Charlotte Schneider gehört zum Betreibertrio der Potsdamer Kletterhalle. 
Charlotte Schneider gehört zum Betreibertrio der Potsdamer Kletterhalle. 

© Ottmar Winter

Die ersten Kurse per Videoschalte gab es in der vergangenen Woche, in dieser Woche wird das Angebot erweitert, auch für Kids soll es Workouts geben. „Ich denke, gerade für sie ist es wichtig, wenn sie auch weiterhin mit einem Trainer als vertraute Person in Kontakt bleiben können“, sagt Lotte Schneider.

Unter normalen Umständen hängen die Kletter-Enthusiasten aus der Babelsberger Gartenstraße an Felswänden in Tschechien oder Frankreich, wenn sie nicht in der eigenen Boulderhalle den Spaß an ihrem Sport vermitteln. Jetzt betreten sie Neuland. „Wir sind total unerfahren mit Onlinekursen“, sagt Lotte Schneider und scherzt: „Wir sind sonst ja eher analog unterwegs.“ Die Trainer brauchen nun Mikrofone, Webcams, Scheinwerfer, starkes WLAN, Adapter, HDMI-Stecker. „Und am besten alles sofort. Aber das ist gar nicht so einfach, wenn keine Geschäfte offen haben“, beschreibt Lotte Schneider die Auswirkungen auf den Einkaufsalltag, die nicht nur sie in diesen Wochen macht.

Datensätze:
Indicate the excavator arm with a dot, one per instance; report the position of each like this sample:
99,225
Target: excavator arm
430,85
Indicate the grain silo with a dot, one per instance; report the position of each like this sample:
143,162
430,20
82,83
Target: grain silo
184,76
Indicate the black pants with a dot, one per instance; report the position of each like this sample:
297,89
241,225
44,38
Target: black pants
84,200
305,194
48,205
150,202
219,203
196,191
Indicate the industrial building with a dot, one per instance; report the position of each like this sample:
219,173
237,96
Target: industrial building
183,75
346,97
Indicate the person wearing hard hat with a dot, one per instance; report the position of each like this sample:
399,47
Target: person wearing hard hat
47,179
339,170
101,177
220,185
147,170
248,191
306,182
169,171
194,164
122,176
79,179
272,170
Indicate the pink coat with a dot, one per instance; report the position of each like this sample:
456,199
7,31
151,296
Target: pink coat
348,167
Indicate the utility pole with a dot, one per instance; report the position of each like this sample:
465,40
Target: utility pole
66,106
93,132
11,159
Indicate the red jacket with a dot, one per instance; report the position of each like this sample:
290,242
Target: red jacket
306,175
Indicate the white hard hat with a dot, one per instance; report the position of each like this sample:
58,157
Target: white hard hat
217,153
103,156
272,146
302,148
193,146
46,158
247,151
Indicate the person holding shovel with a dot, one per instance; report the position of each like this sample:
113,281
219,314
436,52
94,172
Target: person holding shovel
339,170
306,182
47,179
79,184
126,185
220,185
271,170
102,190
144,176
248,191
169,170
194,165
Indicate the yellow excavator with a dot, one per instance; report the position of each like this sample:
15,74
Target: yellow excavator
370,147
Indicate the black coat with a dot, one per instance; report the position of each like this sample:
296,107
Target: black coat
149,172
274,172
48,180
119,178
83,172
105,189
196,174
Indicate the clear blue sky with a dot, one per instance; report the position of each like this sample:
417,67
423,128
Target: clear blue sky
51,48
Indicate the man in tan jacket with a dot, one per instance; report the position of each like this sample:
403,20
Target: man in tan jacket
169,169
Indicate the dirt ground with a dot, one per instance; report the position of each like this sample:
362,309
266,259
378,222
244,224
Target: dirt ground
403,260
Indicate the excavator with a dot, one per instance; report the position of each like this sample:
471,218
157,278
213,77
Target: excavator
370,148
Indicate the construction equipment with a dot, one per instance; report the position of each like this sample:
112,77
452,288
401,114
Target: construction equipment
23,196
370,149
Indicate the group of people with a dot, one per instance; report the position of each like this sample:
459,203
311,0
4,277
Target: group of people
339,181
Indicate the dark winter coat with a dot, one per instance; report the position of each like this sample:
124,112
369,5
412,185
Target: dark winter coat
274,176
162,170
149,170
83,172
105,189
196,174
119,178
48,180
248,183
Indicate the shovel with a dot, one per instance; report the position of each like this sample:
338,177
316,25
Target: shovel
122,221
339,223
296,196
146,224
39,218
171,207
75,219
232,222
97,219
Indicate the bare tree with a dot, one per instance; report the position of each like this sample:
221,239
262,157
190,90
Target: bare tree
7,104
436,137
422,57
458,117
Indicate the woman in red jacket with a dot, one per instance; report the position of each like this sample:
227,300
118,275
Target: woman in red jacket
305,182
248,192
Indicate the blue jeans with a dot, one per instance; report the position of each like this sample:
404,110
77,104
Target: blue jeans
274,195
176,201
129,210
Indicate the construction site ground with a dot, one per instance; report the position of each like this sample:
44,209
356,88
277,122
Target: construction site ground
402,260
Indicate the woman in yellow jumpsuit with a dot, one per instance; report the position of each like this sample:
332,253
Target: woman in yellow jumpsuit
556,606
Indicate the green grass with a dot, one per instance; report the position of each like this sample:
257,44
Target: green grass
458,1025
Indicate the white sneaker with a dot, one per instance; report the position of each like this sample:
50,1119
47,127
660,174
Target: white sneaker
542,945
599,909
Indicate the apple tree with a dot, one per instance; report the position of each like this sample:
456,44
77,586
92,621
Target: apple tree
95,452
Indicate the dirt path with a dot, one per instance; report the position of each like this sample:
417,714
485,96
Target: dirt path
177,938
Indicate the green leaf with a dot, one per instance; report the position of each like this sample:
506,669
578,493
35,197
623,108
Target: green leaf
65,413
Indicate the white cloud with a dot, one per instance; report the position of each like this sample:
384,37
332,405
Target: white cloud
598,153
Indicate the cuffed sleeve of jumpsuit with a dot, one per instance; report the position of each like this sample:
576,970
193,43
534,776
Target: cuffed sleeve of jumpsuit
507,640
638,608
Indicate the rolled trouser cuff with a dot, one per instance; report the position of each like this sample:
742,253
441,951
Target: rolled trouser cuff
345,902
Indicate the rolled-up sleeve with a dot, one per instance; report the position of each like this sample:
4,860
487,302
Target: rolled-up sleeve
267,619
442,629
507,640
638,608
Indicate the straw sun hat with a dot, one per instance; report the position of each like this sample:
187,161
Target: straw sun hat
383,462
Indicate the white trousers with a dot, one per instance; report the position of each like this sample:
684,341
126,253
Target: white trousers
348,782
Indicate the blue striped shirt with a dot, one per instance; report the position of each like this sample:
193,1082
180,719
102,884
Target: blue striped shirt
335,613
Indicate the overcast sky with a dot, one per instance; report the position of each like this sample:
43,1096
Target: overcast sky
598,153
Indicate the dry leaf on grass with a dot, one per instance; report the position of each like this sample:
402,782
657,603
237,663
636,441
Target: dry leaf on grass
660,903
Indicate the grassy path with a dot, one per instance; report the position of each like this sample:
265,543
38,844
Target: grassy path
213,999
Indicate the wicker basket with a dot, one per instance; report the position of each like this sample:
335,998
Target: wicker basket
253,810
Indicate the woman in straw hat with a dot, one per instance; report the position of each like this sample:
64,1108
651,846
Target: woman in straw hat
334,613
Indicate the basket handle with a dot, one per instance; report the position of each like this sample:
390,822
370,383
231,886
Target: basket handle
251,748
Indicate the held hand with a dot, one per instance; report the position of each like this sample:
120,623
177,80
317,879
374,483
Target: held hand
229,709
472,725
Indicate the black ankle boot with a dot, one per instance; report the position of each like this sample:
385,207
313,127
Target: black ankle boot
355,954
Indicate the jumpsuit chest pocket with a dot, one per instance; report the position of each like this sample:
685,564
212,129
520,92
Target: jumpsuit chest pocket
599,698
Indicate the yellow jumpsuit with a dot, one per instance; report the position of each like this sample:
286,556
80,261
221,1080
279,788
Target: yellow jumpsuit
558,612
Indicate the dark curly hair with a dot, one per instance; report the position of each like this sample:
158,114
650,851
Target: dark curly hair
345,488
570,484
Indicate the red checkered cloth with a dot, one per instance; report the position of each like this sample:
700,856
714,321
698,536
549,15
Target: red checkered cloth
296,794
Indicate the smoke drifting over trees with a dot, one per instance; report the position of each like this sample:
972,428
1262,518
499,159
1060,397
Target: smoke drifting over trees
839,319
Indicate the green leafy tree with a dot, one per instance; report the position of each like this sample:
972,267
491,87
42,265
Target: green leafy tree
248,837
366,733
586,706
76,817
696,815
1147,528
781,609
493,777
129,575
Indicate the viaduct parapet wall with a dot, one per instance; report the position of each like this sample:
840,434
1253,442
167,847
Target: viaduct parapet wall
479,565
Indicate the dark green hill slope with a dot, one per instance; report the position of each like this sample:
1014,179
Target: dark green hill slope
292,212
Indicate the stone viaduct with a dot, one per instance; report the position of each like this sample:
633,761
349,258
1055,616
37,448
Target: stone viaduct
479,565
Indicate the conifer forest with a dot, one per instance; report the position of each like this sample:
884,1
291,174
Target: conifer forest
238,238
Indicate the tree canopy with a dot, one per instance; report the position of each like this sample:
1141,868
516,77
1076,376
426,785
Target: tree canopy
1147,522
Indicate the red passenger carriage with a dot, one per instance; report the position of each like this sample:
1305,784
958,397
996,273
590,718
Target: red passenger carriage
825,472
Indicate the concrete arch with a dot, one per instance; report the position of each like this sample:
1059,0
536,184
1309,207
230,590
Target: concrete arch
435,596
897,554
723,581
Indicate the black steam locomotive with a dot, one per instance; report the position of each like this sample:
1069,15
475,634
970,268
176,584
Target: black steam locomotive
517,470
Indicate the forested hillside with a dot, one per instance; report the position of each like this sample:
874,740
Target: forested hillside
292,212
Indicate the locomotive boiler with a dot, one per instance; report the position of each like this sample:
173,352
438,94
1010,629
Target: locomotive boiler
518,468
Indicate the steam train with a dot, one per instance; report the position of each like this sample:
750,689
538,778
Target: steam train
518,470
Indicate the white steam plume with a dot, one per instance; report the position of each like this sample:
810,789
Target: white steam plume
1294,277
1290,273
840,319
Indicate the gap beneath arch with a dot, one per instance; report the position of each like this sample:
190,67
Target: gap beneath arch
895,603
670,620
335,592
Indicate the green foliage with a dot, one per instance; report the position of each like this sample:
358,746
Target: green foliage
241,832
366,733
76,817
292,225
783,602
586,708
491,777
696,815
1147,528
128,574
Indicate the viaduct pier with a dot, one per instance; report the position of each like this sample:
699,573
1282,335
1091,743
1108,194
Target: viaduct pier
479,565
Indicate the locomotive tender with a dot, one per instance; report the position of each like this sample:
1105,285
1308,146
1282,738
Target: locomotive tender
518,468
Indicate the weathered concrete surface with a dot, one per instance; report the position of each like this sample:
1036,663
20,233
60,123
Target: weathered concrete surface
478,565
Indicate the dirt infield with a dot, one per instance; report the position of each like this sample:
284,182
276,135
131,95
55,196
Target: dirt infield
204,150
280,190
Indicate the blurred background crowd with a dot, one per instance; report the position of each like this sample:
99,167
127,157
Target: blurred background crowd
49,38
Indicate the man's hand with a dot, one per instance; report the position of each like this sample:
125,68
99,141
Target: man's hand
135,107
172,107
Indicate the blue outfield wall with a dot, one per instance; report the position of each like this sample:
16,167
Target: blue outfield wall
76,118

Kurze Aufgabe 1: Wiederhole aus dem Bericht über die Potsdamer Kletterhalle wortgetreu den Abschnitt von „Unter normalen Umständen“ bis einschließlich „diesen Wochen macht.“.
Kurze Aufgabe 2: Welche Dinge brauchen die Trainer laut dem Bericht über die Potsdamer Kletterhalle jetzt? Zähle sie alle auf.
Kurze Aufgabe 3: Führe den Bericht über die Potsdamer Kletterhalle nach seinem letzten Satz fort.
Die Datensätze spielen hierfür keine Rolle.

Schriftliche Antwort 1:
Unter normalen Umständen hängen die Kletter-Enthusiasten aus der Babelsberger Gartenstraße an Felswänden in Tschechien oder Frankreich, wenn sie nicht in der eigenen Boulderhalle den Spaß an ihrem Sport vermitteln. Jetzt betreten sie Neuland. „Wir sind total unerfahren mit Onlinekursen“, sagt Lotte Schneider und scherzt: „Wir sind sonst ja eher analog unterwegs.“ Die Trainer brauchen nun Mikrofone, Webcams, Scheinwerfer, starkes WLAN, Adapter, HDMI-Stecker. „Und am besten alles sofort. Aber das ist gar nicht so einfach, wenn keine Geschäfte offen haben“, beschreibt Lotte Schneider die Auswirkungen auf den Einkaufsalltag, die nicht nur sie in diesen Wochen macht.

Schriftliche Antwort 2: Mikrofone, Webcams, Scheinwerfer, starkes WLAN, Adapter, HDMI-Stecker

Schriftliche Antwort 3:
Solidarität, Vorleistung und Ausgabenreduzierung

Langeweile jedenfalls gab es in den vergangenen Tagen trotz verschlossener Türen nicht in der Kletterhalle. Die ist inzwischen von Grund auf gereinigt, notwendige Reparaturen sind gemacht, die neuen Trainingsformate entwickelt. „Wir geben weiter Vollgas“, sagt Lotte Schneider, „das hilft uns selbst am besten und es bleibt kein Raum für schlechte Gedanken.“

Auf 1000 Quadratmetern kann geklettert werden - eigentlich war auch noch eine große Erweiterung geplant. 
Auf 1000 Quadratmetern kann geklettert werden - eigentlich war auch noch eine große Erweiterung geplant. 

© Ottmar Winter

Die 32-jährige BWL-Studentin geht davon aus, dass die Boulderhalle noch einige Monate geschlossen bleiben muss. „Das ist nur so ein Gefühl, das ich nicht belegen kann“, sagt sie. Aber sie und ihre Teamgefährten seien im ständigen Austausch mit anderen Hallenbetreibern in Deutschland. Sechs Monate Schließzeit werden in der Szene befürchtet, Lotte Schneider übt sich in Zweckoptimismus: „Ich persönlich bin bei vier Monaten.“ Sie glaube, dass Sportstätten und Veranstaltungsräume „die letzten sind, die wieder öffnen dürfen“.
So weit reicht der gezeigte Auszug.